• Exercise brief: Extract exactly and only the lines from the one containing "Target: white car" through the end of the entries below. Pictures should not appear in the copy.

Point annotation dataset records:
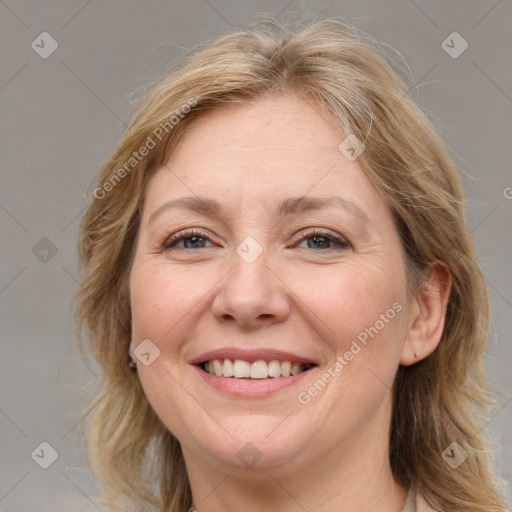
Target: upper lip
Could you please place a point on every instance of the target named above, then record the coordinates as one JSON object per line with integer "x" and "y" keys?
{"x": 251, "y": 355}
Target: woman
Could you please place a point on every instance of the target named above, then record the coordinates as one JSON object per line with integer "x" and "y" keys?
{"x": 281, "y": 291}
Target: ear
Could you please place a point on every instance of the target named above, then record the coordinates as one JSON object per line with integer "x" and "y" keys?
{"x": 427, "y": 311}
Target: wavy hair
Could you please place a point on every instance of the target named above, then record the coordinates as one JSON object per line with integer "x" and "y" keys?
{"x": 440, "y": 400}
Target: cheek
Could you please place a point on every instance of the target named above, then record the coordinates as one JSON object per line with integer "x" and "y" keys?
{"x": 354, "y": 302}
{"x": 162, "y": 299}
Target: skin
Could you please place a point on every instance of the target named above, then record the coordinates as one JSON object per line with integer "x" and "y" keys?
{"x": 332, "y": 453}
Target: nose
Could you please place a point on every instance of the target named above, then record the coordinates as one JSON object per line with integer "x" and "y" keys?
{"x": 251, "y": 295}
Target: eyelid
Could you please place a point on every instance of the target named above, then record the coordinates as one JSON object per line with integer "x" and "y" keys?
{"x": 310, "y": 232}
{"x": 299, "y": 237}
{"x": 185, "y": 233}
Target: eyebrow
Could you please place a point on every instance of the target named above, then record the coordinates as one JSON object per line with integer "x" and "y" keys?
{"x": 290, "y": 206}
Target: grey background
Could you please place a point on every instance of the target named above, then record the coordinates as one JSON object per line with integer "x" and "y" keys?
{"x": 61, "y": 116}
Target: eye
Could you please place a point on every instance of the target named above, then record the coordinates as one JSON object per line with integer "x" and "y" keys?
{"x": 192, "y": 239}
{"x": 319, "y": 239}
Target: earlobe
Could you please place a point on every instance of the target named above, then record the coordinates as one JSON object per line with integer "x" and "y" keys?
{"x": 427, "y": 314}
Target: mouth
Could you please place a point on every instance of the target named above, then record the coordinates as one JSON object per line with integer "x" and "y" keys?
{"x": 252, "y": 373}
{"x": 259, "y": 369}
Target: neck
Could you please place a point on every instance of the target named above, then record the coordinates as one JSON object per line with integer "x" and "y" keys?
{"x": 354, "y": 476}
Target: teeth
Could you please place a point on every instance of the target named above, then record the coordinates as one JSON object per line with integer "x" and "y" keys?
{"x": 241, "y": 369}
{"x": 256, "y": 370}
{"x": 259, "y": 370}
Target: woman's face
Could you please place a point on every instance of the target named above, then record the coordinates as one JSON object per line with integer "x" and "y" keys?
{"x": 261, "y": 242}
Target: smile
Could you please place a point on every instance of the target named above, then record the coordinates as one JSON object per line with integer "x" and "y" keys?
{"x": 240, "y": 369}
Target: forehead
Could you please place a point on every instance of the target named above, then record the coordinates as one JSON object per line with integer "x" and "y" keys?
{"x": 258, "y": 153}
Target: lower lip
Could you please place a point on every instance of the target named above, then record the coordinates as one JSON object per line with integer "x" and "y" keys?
{"x": 254, "y": 388}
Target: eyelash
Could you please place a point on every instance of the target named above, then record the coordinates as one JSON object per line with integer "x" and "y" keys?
{"x": 303, "y": 235}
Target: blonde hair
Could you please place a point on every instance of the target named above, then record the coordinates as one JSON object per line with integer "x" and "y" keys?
{"x": 437, "y": 401}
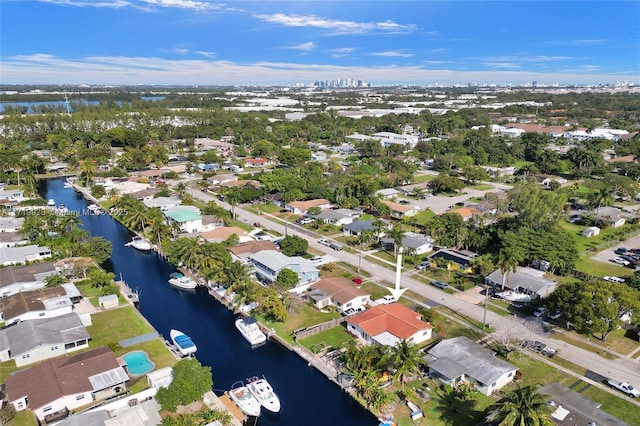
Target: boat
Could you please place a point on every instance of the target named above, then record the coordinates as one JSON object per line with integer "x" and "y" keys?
{"x": 178, "y": 280}
{"x": 93, "y": 209}
{"x": 182, "y": 343}
{"x": 250, "y": 330}
{"x": 245, "y": 400}
{"x": 263, "y": 392}
{"x": 139, "y": 243}
{"x": 512, "y": 296}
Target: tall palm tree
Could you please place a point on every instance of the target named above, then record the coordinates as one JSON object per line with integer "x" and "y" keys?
{"x": 524, "y": 406}
{"x": 406, "y": 359}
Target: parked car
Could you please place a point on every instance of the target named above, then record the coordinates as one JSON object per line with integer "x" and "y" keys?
{"x": 440, "y": 284}
{"x": 539, "y": 312}
{"x": 423, "y": 265}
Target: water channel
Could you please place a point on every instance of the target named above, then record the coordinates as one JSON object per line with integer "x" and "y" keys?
{"x": 308, "y": 397}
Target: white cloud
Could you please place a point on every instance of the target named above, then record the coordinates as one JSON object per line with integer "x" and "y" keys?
{"x": 337, "y": 26}
{"x": 48, "y": 69}
{"x": 392, "y": 54}
{"x": 306, "y": 47}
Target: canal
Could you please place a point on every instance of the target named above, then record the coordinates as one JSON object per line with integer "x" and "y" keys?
{"x": 308, "y": 397}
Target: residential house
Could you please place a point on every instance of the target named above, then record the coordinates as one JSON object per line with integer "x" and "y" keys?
{"x": 59, "y": 385}
{"x": 390, "y": 138}
{"x": 400, "y": 211}
{"x": 387, "y": 193}
{"x": 591, "y": 231}
{"x": 461, "y": 360}
{"x": 612, "y": 216}
{"x": 11, "y": 223}
{"x": 389, "y": 324}
{"x": 459, "y": 260}
{"x": 255, "y": 162}
{"x": 269, "y": 263}
{"x": 337, "y": 217}
{"x": 223, "y": 233}
{"x": 524, "y": 280}
{"x": 412, "y": 243}
{"x": 163, "y": 203}
{"x": 301, "y": 207}
{"x": 14, "y": 279}
{"x": 45, "y": 302}
{"x": 244, "y": 251}
{"x": 13, "y": 196}
{"x": 218, "y": 180}
{"x": 23, "y": 254}
{"x": 12, "y": 239}
{"x": 340, "y": 292}
{"x": 356, "y": 227}
{"x": 33, "y": 341}
{"x": 188, "y": 218}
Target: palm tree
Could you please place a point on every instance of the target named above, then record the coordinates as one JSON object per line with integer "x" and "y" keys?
{"x": 406, "y": 359}
{"x": 365, "y": 236}
{"x": 523, "y": 406}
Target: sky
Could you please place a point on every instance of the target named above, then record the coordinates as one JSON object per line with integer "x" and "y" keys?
{"x": 208, "y": 43}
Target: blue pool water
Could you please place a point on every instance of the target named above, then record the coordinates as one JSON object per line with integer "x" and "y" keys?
{"x": 138, "y": 363}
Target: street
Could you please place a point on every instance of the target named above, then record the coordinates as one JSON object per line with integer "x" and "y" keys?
{"x": 621, "y": 368}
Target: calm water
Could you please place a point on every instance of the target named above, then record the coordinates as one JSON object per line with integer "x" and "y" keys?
{"x": 308, "y": 397}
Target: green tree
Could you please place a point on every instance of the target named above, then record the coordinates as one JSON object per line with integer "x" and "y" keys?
{"x": 190, "y": 381}
{"x": 524, "y": 406}
{"x": 293, "y": 245}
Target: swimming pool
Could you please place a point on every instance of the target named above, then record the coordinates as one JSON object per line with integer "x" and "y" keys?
{"x": 138, "y": 363}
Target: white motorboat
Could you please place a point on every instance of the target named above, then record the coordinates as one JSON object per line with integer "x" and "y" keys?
{"x": 512, "y": 296}
{"x": 181, "y": 281}
{"x": 263, "y": 392}
{"x": 183, "y": 343}
{"x": 245, "y": 400}
{"x": 139, "y": 243}
{"x": 250, "y": 330}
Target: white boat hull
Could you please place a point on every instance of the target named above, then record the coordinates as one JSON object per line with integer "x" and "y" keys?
{"x": 245, "y": 400}
{"x": 263, "y": 392}
{"x": 182, "y": 343}
{"x": 251, "y": 331}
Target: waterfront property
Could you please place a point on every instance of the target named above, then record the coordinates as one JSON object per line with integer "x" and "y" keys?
{"x": 58, "y": 385}
{"x": 389, "y": 324}
{"x": 15, "y": 279}
{"x": 462, "y": 360}
{"x": 32, "y": 341}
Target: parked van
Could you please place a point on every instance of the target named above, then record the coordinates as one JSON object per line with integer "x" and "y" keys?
{"x": 336, "y": 246}
{"x": 439, "y": 284}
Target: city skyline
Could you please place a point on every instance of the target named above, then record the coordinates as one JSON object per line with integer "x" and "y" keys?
{"x": 192, "y": 42}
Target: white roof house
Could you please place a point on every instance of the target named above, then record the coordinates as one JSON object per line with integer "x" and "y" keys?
{"x": 462, "y": 360}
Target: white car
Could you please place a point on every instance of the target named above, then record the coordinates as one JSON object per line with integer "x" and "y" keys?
{"x": 613, "y": 279}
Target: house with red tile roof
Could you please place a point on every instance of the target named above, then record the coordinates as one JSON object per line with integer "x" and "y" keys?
{"x": 62, "y": 384}
{"x": 389, "y": 324}
{"x": 339, "y": 292}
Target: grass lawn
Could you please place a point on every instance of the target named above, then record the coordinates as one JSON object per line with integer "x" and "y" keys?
{"x": 303, "y": 315}
{"x": 23, "y": 418}
{"x": 600, "y": 269}
{"x": 334, "y": 338}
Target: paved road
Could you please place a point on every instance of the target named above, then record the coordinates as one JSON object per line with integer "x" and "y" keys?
{"x": 624, "y": 369}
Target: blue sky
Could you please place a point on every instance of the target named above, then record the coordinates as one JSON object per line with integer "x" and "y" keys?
{"x": 201, "y": 42}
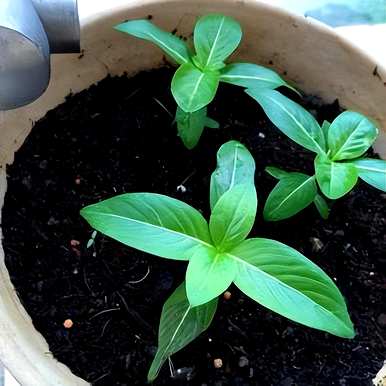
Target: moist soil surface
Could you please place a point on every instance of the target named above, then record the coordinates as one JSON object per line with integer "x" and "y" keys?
{"x": 118, "y": 137}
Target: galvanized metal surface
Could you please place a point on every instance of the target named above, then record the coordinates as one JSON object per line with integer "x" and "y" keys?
{"x": 29, "y": 31}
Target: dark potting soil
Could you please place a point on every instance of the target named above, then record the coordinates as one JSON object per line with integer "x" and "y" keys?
{"x": 118, "y": 137}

• Answer in full:
Target: white car
Could you please place a point on every instance of the target named above, then record the coordinates as one JSON object per line with integer "x" and "y" keys?
{"x": 613, "y": 279}
Target: house with red tile roof
Could you please place a point on every instance of the target named above, then record the coordinates as one JSON object per line with integer "x" and "y" keys?
{"x": 62, "y": 384}
{"x": 389, "y": 324}
{"x": 339, "y": 292}
Target: grass lawn
Could you please place a point on every instance of the target named above, then record the coordinates as one JSON object per line with integer "x" and "y" keys?
{"x": 303, "y": 315}
{"x": 23, "y": 418}
{"x": 600, "y": 269}
{"x": 334, "y": 338}
Target: paved road
Could you please place a point on every instance of the target named above, then record the coordinates as one JSON object per line with integer "x" and "y" keys?
{"x": 624, "y": 369}
Target: blue sky
Could you please place a point on every instance of the target named above, then record the coordinates as one JSON object per line with integer "x" and "y" keys?
{"x": 201, "y": 42}
Target: moist soil surface
Could you please place a point on every instance of the target named above, then record the coordinates as one JSON object per line with integer "x" and "y" keys?
{"x": 118, "y": 137}
Target: galvanized metal surface
Could you please place a point on every instance of the target named above, then record the coordinates as one JSON object per line with integer "x" and "y" keys?
{"x": 29, "y": 31}
Target: dark potting soil
Could you please place a point on every instance of the target named above, then record the coordinates as one JSON object per line with integer "x" and "y" keys?
{"x": 118, "y": 137}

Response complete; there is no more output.